• What to produce: Copy every line of the entries below word for word, but leave the pictures out of your answer.

• Records for this task:
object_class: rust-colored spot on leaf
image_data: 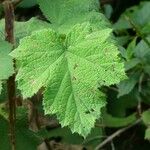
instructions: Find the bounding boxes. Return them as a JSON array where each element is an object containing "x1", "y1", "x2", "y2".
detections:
[
  {"x1": 72, "y1": 76, "x2": 77, "y2": 80},
  {"x1": 73, "y1": 64, "x2": 78, "y2": 69}
]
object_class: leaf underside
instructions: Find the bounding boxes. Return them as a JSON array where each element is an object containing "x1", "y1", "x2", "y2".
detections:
[{"x1": 11, "y1": 22, "x2": 126, "y2": 137}]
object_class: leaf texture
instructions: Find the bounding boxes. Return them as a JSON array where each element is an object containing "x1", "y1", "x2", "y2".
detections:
[
  {"x1": 11, "y1": 22, "x2": 126, "y2": 137},
  {"x1": 38, "y1": 0, "x2": 110, "y2": 33},
  {"x1": 0, "y1": 17, "x2": 50, "y2": 43},
  {"x1": 0, "y1": 39, "x2": 14, "y2": 81}
]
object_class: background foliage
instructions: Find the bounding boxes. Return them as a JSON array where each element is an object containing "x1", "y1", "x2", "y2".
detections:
[{"x1": 0, "y1": 0, "x2": 150, "y2": 150}]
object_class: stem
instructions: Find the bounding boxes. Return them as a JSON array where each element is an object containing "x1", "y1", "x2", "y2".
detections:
[
  {"x1": 3, "y1": 0, "x2": 16, "y2": 150},
  {"x1": 95, "y1": 119, "x2": 141, "y2": 150}
]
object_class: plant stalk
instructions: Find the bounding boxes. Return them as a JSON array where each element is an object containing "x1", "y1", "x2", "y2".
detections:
[{"x1": 3, "y1": 0, "x2": 16, "y2": 150}]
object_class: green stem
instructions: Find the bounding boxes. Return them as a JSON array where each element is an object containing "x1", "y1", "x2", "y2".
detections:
[{"x1": 3, "y1": 0, "x2": 16, "y2": 150}]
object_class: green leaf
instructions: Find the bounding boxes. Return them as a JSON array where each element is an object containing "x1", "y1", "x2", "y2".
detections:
[
  {"x1": 102, "y1": 113, "x2": 136, "y2": 128},
  {"x1": 114, "y1": 1, "x2": 150, "y2": 30},
  {"x1": 0, "y1": 107, "x2": 42, "y2": 150},
  {"x1": 11, "y1": 23, "x2": 126, "y2": 137},
  {"x1": 127, "y1": 37, "x2": 137, "y2": 60},
  {"x1": 0, "y1": 39, "x2": 14, "y2": 81},
  {"x1": 142, "y1": 110, "x2": 150, "y2": 126},
  {"x1": 18, "y1": 0, "x2": 37, "y2": 8},
  {"x1": 144, "y1": 127, "x2": 150, "y2": 140},
  {"x1": 0, "y1": 81, "x2": 2, "y2": 94},
  {"x1": 38, "y1": 0, "x2": 110, "y2": 33},
  {"x1": 125, "y1": 58, "x2": 141, "y2": 71},
  {"x1": 118, "y1": 74, "x2": 139, "y2": 97},
  {"x1": 0, "y1": 18, "x2": 50, "y2": 43}
]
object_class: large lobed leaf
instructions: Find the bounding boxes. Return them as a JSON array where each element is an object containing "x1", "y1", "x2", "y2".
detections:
[
  {"x1": 0, "y1": 39, "x2": 14, "y2": 93},
  {"x1": 0, "y1": 17, "x2": 50, "y2": 43},
  {"x1": 11, "y1": 23, "x2": 125, "y2": 137},
  {"x1": 38, "y1": 0, "x2": 110, "y2": 33}
]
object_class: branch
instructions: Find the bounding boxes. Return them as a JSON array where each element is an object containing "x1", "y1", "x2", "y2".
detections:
[
  {"x1": 95, "y1": 119, "x2": 141, "y2": 150},
  {"x1": 3, "y1": 0, "x2": 16, "y2": 150}
]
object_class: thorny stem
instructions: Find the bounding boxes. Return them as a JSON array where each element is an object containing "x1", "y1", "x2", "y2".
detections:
[{"x1": 3, "y1": 0, "x2": 16, "y2": 150}]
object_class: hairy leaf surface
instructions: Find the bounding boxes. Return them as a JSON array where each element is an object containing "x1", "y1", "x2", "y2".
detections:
[
  {"x1": 38, "y1": 0, "x2": 110, "y2": 33},
  {"x1": 0, "y1": 17, "x2": 50, "y2": 43},
  {"x1": 11, "y1": 23, "x2": 125, "y2": 136},
  {"x1": 0, "y1": 39, "x2": 14, "y2": 81}
]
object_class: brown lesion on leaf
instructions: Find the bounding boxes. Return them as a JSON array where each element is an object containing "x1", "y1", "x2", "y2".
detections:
[
  {"x1": 72, "y1": 76, "x2": 77, "y2": 81},
  {"x1": 73, "y1": 64, "x2": 78, "y2": 70}
]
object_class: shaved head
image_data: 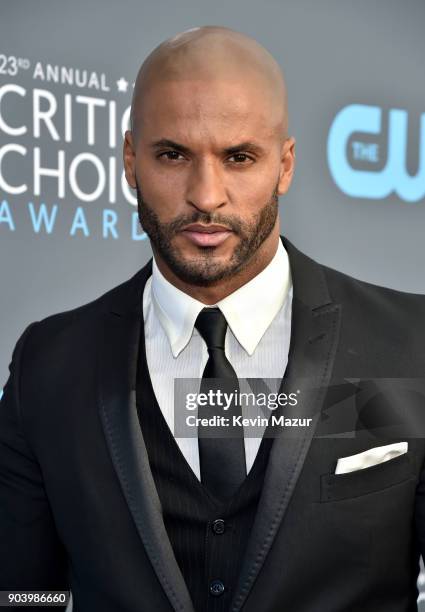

• Complete response:
object_class: rust-colored spot on leaf
image_data: 
instructions: Find the bounding boxes. Return them as a JSON array where each element is an object containing "x1", "y1", "x2", "y2".
detections:
[
  {"x1": 72, "y1": 76, "x2": 77, "y2": 80},
  {"x1": 73, "y1": 64, "x2": 78, "y2": 69}
]
object_class: leaf underside
instructions: Find the bounding boxes. Return them as a JSON array where each element is an object containing "x1", "y1", "x2", "y2".
detections:
[{"x1": 11, "y1": 22, "x2": 126, "y2": 137}]
object_class: leaf texture
instructions: Find the bounding boxes. Return them as a JSON array where each element is an object containing "x1", "y1", "x2", "y2".
detections:
[
  {"x1": 11, "y1": 22, "x2": 126, "y2": 137},
  {"x1": 38, "y1": 0, "x2": 110, "y2": 33},
  {"x1": 0, "y1": 17, "x2": 50, "y2": 43},
  {"x1": 0, "y1": 39, "x2": 14, "y2": 81}
]
object_class: background foliage
instructions: Find the bounding boxes. Return them as a JSON array where each element is an object containing "x1", "y1", "x2", "y2".
detections:
[{"x1": 0, "y1": 0, "x2": 150, "y2": 150}]
object_class: stem
instructions: Find the bounding boxes. Return them as a JSON array where each element is an object containing "x1", "y1", "x2", "y2".
detections:
[
  {"x1": 3, "y1": 0, "x2": 16, "y2": 150},
  {"x1": 95, "y1": 119, "x2": 141, "y2": 150}
]
object_class: plant stalk
instructions: Find the bounding boxes. Return them as a JSON array where each element is an object containing "x1", "y1", "x2", "y2".
detections:
[{"x1": 3, "y1": 0, "x2": 16, "y2": 150}]
object_class: green stem
instructions: Find the bounding boxes. Return them as a JSON array where each element is an object containing "x1", "y1", "x2", "y2".
detections:
[{"x1": 3, "y1": 0, "x2": 16, "y2": 150}]
object_class: green leaf
instructions: Find the bounding boxes. Return them as a JSON array where each element is an object containing "x1", "y1", "x2", "y2".
detections:
[
  {"x1": 102, "y1": 113, "x2": 136, "y2": 128},
  {"x1": 114, "y1": 1, "x2": 150, "y2": 30},
  {"x1": 0, "y1": 107, "x2": 42, "y2": 150},
  {"x1": 11, "y1": 23, "x2": 126, "y2": 137},
  {"x1": 127, "y1": 37, "x2": 137, "y2": 60},
  {"x1": 0, "y1": 39, "x2": 14, "y2": 81},
  {"x1": 142, "y1": 110, "x2": 150, "y2": 126},
  {"x1": 18, "y1": 0, "x2": 37, "y2": 8},
  {"x1": 144, "y1": 127, "x2": 150, "y2": 140},
  {"x1": 0, "y1": 81, "x2": 2, "y2": 94},
  {"x1": 38, "y1": 0, "x2": 110, "y2": 33},
  {"x1": 125, "y1": 58, "x2": 141, "y2": 71},
  {"x1": 118, "y1": 74, "x2": 139, "y2": 97},
  {"x1": 0, "y1": 18, "x2": 50, "y2": 43}
]
object_class: large lobed leaf
instructions: Find the bounding boxes. Return them as a JSON array where each element is an object containing "x1", "y1", "x2", "y2".
detections:
[
  {"x1": 0, "y1": 39, "x2": 14, "y2": 93},
  {"x1": 0, "y1": 17, "x2": 50, "y2": 43},
  {"x1": 11, "y1": 23, "x2": 125, "y2": 137},
  {"x1": 38, "y1": 0, "x2": 110, "y2": 33}
]
object_class: branch
instructions: Find the bounding boxes. Return them as a JSON array where each element is an object containing "x1", "y1", "x2", "y2".
detections:
[
  {"x1": 95, "y1": 119, "x2": 141, "y2": 150},
  {"x1": 3, "y1": 0, "x2": 16, "y2": 150}
]
object_class: thorny stem
instructions: Find the bounding boxes. Return them as a JSON array where each element is an object containing "x1", "y1", "x2", "y2".
detections:
[{"x1": 3, "y1": 0, "x2": 16, "y2": 150}]
object_class: hairy leaf surface
instructions: Find the bounding boxes. Return them as a JSON array where each element is an object containing "x1", "y1", "x2", "y2".
detections:
[
  {"x1": 38, "y1": 0, "x2": 110, "y2": 33},
  {"x1": 0, "y1": 17, "x2": 50, "y2": 43},
  {"x1": 11, "y1": 23, "x2": 125, "y2": 136},
  {"x1": 0, "y1": 39, "x2": 14, "y2": 81}
]
object_class: brown lesion on leaf
instructions: Find the bounding boxes. Return them as a JSON array where each element is an object containing "x1", "y1", "x2", "y2".
detections:
[
  {"x1": 72, "y1": 76, "x2": 77, "y2": 81},
  {"x1": 73, "y1": 64, "x2": 78, "y2": 70}
]
object_class: shaved head
image_data: 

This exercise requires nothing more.